┌──

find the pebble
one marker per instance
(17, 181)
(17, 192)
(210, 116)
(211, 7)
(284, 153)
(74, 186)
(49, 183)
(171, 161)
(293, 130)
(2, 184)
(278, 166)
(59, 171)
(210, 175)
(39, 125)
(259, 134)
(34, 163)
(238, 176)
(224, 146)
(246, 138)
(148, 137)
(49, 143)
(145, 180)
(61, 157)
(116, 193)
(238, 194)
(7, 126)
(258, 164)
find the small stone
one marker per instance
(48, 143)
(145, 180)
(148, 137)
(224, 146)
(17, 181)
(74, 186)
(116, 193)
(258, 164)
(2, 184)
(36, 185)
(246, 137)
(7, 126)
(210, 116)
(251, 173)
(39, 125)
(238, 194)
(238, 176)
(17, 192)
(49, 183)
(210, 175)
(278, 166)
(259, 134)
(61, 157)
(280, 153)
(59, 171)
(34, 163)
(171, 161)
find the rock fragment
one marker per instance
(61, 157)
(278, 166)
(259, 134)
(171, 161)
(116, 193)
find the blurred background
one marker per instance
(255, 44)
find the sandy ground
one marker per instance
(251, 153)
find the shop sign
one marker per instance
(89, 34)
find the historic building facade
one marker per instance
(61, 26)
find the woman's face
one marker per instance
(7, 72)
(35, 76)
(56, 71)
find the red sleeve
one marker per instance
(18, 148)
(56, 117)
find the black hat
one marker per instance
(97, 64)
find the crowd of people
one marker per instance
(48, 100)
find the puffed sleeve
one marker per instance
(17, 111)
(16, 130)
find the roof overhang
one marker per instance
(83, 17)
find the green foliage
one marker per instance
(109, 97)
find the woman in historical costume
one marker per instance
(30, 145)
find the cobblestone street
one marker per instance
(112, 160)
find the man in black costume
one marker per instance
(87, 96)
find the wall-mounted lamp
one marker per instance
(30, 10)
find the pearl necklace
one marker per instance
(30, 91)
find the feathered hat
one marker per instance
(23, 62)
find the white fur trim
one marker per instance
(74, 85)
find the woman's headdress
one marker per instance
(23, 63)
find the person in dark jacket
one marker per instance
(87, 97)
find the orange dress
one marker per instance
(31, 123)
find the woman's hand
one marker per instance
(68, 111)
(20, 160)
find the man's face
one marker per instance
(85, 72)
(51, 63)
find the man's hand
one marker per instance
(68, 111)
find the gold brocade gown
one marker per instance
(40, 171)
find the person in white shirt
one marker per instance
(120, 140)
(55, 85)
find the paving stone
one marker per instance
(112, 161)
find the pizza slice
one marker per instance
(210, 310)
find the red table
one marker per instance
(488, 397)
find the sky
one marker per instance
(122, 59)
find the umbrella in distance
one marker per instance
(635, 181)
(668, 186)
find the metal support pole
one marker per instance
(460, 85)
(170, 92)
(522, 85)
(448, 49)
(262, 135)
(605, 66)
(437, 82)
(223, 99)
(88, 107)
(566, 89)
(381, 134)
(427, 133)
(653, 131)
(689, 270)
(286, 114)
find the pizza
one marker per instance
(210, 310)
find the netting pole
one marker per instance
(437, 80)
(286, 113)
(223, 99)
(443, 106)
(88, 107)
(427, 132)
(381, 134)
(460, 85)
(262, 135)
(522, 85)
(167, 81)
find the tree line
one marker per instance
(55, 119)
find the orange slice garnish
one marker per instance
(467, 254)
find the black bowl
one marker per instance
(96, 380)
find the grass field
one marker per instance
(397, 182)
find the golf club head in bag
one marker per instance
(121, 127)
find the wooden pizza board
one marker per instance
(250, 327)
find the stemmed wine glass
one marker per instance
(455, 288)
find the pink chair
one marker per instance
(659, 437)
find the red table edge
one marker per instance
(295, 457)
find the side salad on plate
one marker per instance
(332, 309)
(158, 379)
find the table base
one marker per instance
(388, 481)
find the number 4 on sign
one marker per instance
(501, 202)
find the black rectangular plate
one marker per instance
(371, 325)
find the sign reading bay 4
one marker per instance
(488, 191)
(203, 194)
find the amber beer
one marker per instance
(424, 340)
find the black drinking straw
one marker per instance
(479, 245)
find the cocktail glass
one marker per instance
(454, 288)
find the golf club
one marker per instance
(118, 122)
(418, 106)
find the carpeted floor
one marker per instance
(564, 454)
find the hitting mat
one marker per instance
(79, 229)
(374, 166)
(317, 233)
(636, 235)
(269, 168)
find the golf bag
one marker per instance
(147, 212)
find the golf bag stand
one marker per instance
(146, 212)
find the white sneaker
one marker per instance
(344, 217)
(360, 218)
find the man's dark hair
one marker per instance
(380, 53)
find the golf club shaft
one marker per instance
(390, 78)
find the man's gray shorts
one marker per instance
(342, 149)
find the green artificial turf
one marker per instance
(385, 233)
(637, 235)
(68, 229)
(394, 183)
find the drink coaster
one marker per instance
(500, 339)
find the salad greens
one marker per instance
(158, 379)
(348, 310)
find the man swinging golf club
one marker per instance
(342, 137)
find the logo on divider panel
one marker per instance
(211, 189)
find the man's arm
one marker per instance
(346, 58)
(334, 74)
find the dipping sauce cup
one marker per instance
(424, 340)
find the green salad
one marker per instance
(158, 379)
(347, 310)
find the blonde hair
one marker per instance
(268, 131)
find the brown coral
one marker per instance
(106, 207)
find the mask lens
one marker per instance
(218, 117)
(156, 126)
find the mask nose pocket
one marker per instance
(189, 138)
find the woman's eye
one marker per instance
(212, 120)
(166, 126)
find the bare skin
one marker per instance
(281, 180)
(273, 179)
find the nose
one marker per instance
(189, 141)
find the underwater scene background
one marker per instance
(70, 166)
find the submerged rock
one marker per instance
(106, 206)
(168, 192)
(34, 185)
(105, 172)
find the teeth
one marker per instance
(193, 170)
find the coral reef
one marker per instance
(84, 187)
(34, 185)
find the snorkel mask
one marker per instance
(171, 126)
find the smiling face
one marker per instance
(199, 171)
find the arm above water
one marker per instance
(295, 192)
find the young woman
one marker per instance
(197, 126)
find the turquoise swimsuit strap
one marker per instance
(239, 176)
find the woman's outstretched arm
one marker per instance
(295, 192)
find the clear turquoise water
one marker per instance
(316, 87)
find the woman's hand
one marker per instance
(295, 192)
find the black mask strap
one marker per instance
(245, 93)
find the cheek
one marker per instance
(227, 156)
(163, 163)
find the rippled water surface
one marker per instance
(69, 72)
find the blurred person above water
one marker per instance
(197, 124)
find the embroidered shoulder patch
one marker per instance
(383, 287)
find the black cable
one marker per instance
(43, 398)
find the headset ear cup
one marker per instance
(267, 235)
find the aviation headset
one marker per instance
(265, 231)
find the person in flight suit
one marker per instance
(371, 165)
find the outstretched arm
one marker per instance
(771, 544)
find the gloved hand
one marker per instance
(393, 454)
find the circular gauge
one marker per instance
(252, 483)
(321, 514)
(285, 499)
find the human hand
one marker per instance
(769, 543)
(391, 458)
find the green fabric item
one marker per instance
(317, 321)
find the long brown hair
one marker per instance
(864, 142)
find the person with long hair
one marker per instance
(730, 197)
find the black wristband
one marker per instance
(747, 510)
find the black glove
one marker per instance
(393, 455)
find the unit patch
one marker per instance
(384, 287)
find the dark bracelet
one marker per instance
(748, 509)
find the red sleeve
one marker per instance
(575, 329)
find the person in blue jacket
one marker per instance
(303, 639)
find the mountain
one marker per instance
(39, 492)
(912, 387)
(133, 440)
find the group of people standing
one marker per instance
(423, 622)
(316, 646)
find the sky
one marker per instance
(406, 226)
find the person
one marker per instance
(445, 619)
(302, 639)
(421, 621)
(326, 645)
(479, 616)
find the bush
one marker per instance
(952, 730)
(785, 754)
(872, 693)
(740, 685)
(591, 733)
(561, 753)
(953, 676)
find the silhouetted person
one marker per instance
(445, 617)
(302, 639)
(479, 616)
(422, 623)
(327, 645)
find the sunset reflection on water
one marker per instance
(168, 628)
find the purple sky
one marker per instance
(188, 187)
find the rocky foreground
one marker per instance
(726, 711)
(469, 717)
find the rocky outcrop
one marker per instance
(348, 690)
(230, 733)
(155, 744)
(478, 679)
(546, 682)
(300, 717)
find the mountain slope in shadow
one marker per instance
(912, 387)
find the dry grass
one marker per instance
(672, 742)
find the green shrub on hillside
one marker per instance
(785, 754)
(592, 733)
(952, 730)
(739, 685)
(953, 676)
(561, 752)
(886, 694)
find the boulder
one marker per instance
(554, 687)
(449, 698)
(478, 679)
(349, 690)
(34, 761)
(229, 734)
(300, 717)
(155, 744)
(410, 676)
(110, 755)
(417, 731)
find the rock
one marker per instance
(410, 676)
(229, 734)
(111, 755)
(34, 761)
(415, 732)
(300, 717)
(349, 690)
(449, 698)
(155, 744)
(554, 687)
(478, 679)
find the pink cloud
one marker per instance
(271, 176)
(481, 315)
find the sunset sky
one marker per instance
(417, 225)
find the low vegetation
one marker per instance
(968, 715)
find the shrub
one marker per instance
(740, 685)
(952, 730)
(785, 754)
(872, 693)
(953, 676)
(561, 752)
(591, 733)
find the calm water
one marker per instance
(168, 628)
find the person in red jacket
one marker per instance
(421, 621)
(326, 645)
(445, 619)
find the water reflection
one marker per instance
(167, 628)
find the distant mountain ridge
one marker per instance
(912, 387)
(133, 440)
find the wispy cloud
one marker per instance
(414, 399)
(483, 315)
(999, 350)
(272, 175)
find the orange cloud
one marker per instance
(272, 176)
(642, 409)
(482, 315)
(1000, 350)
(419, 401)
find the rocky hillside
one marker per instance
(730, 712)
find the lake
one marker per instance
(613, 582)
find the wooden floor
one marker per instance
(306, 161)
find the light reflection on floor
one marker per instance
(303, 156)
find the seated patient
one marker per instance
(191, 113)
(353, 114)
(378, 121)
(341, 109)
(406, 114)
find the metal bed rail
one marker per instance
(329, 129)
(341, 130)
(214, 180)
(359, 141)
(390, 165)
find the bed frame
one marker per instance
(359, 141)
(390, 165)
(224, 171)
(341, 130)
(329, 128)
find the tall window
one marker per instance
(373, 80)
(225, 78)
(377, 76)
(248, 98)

└──

- **TASK PROMPT**:
Go through the material line by line. Show each line that contains the string "mountain".

- **TASK RESPONSE**:
find the mountain
find the mountain slope in shadow
find the distant mountain ridge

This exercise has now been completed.